- SELECTED PASSAGE -
# # #

But Q&A websites do contain information that might not be in other sources, so there would be some loss.
These LLMs could not exist without them, but now they're expected to compete?
If all of the Q&A platforms die off, how are LLM training datasets going to get new information?
This whole AI boom is typical corporate shortsightedness imo. Kill the future in order to have a great next quarter
I hope I'm wrong. If I am right, then I hope we figure this out before AI has bulldozed everything into dust
You just take arbitrary data and ask the LLM to put it in Q&A format and generate the synthetic training data. Unless you are suggesting Quora is the source of new information, which I don't agree with.
Quora does not care about the user experience. Their obsession with pay-walling killed the site for me across a decade. They literally could not get me to sign up and boy did they try (I really needed an answer once too!). My soul really remembers hostile sites.
> These LLMs could not exist without them, but now they're expected to compete?
Yea, those damn tractor makers - they ate the food that the hand farmers used to make! How are hand farmers expected to compete with tractors now, when it's so much more efficient and can do 100x the work!?
This comes from a reaction to the previous model of forums where it was smaller bits of data spread across multiple comments or posts. I recall going through forums in the days before Stack Overflow, trying to find out how to solve a problem. https://xkcd.com/979/ was very real.
Stack Overflow (and its siblings) was an attempt to change this to a "one spot that has all the information".
That model works, but it is a high maintenance approach. Trying to move from a back and forth of information that can only be understood in its entirety across a conversation to become one that more closely resembles a Wikipedia page (that hides all of the work of Talk:Something). The key thing is it takes a lot of work to maintain that Q&A format.
And yet, users often don't know what they want. They want that forum model with interaction and step by step hand holding by someone who knows the answer. Stack Overflow was intentionally designed to make that approach difficult in an attempt to make the Q&A the easier solution on the site.
ChatGPT provides the users who want the step by step hand holding an infinitely patient thing behind the screen that doesn't embarrass them in public and is confident that it knows the answer to their problem.
Stack Overflow and Quora and other Q&A forums are the abomination. People want Perlmonks https://www.perlmonks.org/?node_id=11164039 and /r/JavaHelp where its interacting with another and small steps rather than Q&A.
---
The future of "well, if people stop using the sites that is generating the information that is being used to train the models that people are using to get information" ... that becomes an interesting problem.
I am reminded of Accelerando ( https://www.antipope.org/charlie/blog-static/fiction/acceler... ) and the digital civilizations being various forms of scams and the currency is things that can think new ideas.
The currency is new material that is to be sold. The information gets locked behind some measures to try to make scraping impractical and then sold off wholesale. Humans still talk and answer questions. There are new posts on Reddit about how to solve problems even while ChatGPT is out there. And Reddit is presumably trying to make harvesting the content within its walls something that others have to pay for to get at for training.
This sounds like the seed for a business model to pitch in the next upcoming hype cycle: "short-term hiring of experts with quarter-hourly billing increments enabled by our web- or app-based user interface". :-)

# # #

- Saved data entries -

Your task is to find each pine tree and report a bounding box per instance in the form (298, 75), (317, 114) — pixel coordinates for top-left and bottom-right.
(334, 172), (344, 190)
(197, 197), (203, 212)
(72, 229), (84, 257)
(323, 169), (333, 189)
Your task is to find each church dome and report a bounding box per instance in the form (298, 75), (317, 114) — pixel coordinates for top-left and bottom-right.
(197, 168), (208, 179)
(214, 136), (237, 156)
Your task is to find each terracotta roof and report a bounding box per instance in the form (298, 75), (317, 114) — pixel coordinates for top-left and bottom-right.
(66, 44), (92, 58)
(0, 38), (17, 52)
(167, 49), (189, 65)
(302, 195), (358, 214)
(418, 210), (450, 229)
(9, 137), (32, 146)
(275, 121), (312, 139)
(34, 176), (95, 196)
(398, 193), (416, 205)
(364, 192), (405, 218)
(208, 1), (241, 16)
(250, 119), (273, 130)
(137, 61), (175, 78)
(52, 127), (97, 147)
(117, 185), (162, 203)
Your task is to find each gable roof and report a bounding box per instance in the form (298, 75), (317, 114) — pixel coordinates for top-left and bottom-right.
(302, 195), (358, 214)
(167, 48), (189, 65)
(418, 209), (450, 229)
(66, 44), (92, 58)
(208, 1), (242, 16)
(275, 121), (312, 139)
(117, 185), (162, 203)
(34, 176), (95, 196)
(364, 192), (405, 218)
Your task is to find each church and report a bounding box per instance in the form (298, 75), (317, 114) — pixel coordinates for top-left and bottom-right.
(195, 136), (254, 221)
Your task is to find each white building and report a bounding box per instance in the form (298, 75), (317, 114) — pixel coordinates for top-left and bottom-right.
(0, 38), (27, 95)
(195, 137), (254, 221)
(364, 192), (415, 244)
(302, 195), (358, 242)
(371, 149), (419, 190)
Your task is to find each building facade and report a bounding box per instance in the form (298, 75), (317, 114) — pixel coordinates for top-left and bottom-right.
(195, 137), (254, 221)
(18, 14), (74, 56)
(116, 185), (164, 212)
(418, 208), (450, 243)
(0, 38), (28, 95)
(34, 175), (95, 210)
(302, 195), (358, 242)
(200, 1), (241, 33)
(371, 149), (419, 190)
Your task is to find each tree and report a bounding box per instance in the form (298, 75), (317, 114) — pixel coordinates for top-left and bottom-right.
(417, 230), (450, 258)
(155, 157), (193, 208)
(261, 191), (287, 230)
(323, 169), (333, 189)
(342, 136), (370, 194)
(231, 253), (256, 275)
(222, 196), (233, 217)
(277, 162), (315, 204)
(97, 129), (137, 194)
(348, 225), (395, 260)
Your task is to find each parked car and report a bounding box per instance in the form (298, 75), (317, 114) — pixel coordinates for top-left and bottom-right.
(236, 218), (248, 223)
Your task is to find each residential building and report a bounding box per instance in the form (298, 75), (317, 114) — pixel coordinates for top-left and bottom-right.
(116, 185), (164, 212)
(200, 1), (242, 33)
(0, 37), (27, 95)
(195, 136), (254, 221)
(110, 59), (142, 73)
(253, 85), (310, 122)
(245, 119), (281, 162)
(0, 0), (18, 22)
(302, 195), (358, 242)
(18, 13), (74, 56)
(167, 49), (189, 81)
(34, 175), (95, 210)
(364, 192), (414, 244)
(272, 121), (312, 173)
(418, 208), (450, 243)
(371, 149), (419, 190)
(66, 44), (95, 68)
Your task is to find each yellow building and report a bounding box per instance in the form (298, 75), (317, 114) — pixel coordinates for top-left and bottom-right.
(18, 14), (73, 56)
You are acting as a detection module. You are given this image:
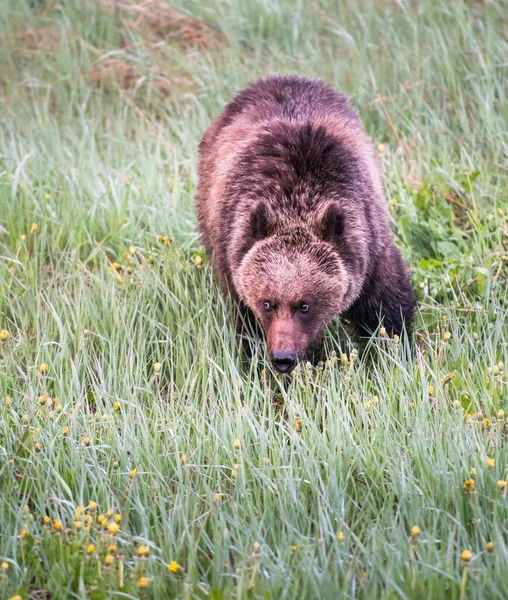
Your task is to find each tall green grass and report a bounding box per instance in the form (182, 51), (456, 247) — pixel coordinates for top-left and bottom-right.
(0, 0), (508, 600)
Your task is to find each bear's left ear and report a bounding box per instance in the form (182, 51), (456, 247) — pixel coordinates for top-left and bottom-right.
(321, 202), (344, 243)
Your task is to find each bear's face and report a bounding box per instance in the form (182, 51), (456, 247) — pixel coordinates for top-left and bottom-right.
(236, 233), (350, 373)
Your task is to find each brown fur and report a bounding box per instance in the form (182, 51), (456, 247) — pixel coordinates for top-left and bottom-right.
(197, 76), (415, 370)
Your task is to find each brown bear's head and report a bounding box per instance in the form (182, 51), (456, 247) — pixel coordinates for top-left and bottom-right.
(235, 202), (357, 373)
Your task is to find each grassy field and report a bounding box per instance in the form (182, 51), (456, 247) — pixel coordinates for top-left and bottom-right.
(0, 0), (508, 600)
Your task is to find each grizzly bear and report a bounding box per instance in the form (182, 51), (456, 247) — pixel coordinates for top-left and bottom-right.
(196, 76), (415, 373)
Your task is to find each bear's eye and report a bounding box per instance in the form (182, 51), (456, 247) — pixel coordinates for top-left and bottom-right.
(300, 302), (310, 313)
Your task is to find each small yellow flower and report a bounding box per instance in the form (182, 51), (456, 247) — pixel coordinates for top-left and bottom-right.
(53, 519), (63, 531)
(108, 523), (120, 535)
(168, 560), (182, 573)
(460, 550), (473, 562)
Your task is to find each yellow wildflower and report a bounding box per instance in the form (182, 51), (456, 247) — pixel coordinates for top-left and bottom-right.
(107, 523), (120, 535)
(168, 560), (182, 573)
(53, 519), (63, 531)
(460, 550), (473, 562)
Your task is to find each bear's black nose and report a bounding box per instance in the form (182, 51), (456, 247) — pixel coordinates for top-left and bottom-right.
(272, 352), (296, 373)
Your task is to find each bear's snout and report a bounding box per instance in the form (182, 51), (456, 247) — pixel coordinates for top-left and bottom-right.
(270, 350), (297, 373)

# # #

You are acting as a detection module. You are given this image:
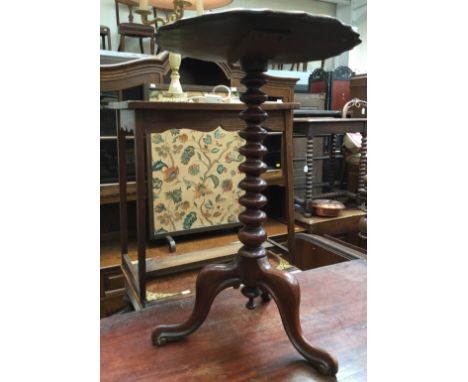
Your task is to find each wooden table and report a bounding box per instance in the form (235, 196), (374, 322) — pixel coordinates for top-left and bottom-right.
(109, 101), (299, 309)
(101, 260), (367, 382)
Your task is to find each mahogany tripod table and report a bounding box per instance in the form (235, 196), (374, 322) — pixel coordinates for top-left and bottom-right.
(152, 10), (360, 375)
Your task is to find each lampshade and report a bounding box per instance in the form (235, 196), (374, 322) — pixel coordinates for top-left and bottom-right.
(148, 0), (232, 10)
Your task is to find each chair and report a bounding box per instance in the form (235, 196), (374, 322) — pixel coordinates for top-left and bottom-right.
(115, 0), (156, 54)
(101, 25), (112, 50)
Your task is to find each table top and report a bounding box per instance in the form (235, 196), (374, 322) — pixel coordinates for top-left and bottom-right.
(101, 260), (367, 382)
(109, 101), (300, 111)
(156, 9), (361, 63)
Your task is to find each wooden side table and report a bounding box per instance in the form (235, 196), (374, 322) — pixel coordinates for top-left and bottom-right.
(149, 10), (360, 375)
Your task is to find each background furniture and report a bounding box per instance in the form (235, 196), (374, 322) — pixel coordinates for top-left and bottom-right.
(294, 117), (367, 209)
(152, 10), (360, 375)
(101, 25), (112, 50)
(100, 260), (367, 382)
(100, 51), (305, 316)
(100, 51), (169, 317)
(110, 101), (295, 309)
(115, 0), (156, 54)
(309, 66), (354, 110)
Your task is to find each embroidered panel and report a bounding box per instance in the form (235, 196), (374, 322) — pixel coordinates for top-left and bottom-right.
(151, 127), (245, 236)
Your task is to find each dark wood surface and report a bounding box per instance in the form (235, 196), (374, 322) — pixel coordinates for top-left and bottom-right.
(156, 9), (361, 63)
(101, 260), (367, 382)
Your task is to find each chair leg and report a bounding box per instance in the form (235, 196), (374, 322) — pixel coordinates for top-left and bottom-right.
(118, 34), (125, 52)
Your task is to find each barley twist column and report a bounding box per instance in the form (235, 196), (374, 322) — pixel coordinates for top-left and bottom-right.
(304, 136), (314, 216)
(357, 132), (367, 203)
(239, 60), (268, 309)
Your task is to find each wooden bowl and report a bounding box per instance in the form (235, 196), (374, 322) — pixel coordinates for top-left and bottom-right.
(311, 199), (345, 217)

# # #

- APPLY WHAT YOU READ -
1. For each statement, (a), (b) and (c), state whether it agrees with the thread on Q&A sites and language models. Answer yes or no and quote the deciding words of the thread. (a) Stack Overflow was intentionally designed to make the forum-style approach difficult. (b) Quora eventually persuaded one commenter to sign up. (c) New posts about solving problems still appear on Reddit while ChatGPT is available.
2. Reproduce word for word the portion of the thread on Q&A sites and language models that starts at "ChatGPT provides the" and ends after "an interesting problem.".
The listing is material separate from the thread.

- SOLUTIONS PER TASK -
1.
(a) Yes: "Stack Overflow was intentionally designed to make that approach difficult in an attempt to make the Q&A the easier solution on the site."
(b) No: "They literally could not get me to sign up and boy did they try"
(c) Yes: "There are new posts on Reddit about how to solve problems even while ChatGPT is out there."

2.
ChatGPT provides the users who want the step by step hand holding an infinitely patient thing behind the screen that doesn't embarrass them in public and is confident that it knows the answer to their problem.
Stack Overflow and Quora and other Q&A forums are the abomination. People want Perlmonks https://www.perlmonks.org/?node_id=11164039 and /r/JavaHelp where its interacting with another and small steps rather than Q&A.
---
The future of "well, if people stop using the sites that is generating the information that is being used to train the models that people are using to get information" ... that becomes an interesting problem.